# [Work task]
Go through the records below and return each line that has "clicks" in it.

═════ Data extracts ═════

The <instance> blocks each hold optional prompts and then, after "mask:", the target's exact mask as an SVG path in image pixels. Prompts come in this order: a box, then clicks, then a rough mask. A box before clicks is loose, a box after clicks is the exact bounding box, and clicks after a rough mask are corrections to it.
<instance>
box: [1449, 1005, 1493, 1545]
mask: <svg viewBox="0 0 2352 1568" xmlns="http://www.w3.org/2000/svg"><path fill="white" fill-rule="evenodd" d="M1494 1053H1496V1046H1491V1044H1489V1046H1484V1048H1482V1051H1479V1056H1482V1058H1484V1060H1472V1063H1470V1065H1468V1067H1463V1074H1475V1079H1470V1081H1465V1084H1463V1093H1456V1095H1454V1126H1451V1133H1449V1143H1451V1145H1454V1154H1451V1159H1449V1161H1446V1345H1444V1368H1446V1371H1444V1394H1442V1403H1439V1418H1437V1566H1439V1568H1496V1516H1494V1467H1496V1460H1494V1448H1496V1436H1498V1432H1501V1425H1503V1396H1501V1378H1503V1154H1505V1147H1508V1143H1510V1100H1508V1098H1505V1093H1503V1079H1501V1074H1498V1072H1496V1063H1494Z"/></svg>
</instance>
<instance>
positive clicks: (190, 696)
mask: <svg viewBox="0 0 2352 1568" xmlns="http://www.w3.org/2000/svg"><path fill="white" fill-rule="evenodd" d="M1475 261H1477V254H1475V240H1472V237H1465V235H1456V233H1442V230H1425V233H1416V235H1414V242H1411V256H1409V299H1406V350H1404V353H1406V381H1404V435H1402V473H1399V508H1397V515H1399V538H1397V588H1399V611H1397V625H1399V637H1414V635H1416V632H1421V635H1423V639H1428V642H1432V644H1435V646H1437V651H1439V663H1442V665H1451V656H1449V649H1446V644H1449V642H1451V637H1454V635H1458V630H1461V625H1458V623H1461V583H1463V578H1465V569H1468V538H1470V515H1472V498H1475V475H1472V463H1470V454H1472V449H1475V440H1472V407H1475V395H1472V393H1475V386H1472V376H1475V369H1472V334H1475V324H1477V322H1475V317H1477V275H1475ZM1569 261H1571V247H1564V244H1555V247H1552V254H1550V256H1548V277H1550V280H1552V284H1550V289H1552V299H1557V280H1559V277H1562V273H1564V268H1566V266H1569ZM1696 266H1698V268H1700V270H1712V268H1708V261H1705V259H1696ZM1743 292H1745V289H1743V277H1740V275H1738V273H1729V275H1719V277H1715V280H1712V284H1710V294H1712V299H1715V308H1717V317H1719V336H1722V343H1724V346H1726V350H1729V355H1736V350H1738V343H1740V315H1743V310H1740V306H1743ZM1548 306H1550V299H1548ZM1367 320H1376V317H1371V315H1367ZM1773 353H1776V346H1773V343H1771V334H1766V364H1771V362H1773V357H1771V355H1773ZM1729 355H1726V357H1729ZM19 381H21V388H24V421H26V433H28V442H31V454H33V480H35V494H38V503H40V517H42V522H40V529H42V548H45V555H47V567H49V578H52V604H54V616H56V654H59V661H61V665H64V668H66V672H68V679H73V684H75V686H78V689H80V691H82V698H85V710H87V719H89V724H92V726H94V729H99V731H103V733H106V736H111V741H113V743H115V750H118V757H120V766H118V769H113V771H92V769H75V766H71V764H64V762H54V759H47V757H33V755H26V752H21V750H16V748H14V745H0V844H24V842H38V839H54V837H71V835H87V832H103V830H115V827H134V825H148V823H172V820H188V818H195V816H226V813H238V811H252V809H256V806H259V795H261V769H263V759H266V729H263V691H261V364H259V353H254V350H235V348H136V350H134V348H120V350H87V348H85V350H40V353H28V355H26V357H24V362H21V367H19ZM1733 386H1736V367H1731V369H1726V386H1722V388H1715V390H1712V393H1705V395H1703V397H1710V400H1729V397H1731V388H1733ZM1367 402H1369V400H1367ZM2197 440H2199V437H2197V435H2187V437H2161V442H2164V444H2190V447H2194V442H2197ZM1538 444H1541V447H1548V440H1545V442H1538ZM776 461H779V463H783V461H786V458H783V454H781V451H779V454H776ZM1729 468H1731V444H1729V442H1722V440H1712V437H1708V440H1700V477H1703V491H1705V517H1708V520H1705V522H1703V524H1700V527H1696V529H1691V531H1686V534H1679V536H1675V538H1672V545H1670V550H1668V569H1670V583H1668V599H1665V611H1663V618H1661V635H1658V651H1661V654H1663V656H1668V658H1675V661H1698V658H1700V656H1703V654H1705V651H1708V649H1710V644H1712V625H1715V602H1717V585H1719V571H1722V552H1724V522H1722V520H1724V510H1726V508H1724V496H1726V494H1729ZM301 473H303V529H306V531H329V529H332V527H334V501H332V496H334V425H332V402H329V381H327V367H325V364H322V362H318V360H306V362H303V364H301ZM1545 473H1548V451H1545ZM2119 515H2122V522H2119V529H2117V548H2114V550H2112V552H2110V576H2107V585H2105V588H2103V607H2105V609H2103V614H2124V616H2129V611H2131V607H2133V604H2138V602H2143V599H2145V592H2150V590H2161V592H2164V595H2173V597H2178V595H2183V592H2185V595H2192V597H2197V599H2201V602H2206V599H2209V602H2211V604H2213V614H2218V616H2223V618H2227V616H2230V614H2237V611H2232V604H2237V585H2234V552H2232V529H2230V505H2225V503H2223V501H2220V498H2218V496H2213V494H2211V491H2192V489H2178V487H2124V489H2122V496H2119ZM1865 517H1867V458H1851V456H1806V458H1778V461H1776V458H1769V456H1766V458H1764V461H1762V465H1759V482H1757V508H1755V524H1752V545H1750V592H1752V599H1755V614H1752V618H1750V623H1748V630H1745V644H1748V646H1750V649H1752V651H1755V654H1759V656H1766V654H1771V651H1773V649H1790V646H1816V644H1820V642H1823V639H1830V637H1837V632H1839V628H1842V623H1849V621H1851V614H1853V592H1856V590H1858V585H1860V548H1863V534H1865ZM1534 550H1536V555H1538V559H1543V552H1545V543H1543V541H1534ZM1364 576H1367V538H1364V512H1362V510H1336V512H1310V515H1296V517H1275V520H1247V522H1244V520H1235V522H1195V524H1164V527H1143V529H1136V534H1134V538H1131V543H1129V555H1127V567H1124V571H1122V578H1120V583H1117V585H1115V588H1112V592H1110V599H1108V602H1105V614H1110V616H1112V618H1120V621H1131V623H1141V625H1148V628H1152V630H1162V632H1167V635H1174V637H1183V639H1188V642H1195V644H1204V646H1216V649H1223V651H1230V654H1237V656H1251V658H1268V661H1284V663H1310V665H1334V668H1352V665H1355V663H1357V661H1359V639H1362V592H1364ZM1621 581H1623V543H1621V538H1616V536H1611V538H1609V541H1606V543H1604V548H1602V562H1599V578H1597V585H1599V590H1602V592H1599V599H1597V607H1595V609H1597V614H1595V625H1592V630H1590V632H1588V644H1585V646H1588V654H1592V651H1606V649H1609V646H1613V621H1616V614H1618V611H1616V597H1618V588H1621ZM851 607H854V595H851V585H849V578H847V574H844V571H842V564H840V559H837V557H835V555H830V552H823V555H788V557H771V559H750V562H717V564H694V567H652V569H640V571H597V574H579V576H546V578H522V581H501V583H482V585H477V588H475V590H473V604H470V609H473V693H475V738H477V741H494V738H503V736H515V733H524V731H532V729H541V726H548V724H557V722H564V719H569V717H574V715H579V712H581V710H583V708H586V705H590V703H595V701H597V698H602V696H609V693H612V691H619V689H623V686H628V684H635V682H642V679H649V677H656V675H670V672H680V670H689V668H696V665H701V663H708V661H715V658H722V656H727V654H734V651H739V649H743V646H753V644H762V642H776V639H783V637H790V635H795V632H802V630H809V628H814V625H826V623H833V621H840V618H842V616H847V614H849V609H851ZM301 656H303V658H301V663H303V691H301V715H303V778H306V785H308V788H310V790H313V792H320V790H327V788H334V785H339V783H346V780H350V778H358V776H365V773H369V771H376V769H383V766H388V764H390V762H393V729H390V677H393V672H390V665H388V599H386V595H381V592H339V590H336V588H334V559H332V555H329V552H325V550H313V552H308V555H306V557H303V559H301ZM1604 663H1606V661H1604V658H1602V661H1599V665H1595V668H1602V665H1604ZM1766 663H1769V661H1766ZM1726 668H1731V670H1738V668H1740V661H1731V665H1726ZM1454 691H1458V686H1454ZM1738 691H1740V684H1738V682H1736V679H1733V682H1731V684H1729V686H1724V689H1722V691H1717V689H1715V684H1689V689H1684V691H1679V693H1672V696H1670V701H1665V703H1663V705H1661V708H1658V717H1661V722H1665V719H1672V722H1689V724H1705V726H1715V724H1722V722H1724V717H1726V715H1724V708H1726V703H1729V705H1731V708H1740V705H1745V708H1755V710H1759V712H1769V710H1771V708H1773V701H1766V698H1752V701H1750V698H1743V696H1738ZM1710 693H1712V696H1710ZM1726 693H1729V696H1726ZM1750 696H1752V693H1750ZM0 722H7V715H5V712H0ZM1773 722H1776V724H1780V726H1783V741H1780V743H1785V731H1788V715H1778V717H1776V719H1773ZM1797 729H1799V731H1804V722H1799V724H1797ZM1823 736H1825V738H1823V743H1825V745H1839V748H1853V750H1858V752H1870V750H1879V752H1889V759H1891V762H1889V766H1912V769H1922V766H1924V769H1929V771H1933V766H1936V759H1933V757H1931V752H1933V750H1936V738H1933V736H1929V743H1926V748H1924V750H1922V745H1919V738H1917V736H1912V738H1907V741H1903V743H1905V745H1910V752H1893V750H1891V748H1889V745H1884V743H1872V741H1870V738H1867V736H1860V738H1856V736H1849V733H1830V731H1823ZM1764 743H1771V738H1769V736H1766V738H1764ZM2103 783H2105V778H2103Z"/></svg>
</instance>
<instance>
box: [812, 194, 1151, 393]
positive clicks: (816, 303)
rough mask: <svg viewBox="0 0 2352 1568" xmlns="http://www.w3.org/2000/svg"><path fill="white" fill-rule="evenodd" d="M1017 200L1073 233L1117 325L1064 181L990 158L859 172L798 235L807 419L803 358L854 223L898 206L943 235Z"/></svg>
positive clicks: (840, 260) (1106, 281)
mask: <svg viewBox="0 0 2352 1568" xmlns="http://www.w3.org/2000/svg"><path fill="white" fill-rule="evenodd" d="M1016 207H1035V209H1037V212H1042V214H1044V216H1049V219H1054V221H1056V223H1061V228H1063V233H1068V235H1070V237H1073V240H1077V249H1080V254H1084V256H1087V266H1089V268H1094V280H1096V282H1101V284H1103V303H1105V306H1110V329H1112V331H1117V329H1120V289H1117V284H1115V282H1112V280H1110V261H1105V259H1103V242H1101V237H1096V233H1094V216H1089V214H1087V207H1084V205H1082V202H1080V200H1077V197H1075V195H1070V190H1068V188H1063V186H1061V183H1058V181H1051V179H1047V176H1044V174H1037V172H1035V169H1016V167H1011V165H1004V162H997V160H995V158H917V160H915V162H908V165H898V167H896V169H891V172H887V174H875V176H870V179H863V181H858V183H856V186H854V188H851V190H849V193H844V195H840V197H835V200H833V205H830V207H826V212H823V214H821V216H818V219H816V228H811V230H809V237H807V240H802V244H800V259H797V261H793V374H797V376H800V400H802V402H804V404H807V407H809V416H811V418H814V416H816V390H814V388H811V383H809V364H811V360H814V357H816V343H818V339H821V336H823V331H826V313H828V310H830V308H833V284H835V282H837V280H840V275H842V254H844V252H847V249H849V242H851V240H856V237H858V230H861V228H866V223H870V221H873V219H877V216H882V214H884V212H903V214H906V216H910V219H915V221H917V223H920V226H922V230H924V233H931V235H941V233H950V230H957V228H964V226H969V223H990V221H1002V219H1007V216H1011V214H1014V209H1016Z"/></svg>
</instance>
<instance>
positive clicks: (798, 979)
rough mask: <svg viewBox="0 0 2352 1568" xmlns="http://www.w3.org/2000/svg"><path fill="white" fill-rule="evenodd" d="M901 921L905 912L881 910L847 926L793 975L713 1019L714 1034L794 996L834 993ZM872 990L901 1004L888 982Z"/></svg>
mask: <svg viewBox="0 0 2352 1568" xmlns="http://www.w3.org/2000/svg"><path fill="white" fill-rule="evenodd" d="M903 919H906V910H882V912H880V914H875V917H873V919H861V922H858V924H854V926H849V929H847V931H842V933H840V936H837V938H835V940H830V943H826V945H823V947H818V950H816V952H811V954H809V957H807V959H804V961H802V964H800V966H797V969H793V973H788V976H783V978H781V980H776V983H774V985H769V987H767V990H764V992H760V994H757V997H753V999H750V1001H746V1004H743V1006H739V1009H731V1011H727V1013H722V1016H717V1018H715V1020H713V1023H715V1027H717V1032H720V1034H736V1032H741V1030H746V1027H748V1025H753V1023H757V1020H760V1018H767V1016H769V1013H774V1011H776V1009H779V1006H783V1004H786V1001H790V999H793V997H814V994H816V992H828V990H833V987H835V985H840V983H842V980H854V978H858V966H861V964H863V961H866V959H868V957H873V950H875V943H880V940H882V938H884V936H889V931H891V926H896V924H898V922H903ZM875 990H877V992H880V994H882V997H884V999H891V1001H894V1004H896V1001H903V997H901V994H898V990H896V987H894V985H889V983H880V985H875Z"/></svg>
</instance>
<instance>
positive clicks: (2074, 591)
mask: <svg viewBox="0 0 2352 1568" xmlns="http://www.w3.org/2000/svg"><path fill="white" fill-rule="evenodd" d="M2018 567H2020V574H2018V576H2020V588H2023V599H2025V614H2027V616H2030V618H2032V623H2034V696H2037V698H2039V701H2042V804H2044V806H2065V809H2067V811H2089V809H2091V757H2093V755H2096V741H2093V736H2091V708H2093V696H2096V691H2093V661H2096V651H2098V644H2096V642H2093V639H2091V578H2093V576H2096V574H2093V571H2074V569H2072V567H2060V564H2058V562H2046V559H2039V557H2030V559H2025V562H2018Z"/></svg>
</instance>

═════

# [Expected answer]
The <instance> blocks each hold optional prompts and then, after "mask:", the target's exact mask as an SVG path in image pixels. Prompts come in this order: a box, then clicks, then a rough mask. A box before clicks is loose, a box after clicks is the exact bounding box, and clicks after a rough mask are corrections to it.
positive clicks: (190, 696)
positive clicks: (816, 303)
positive clicks: (840, 260) (1106, 281)
positive clicks: (798, 979)
positive clicks: (2074, 591)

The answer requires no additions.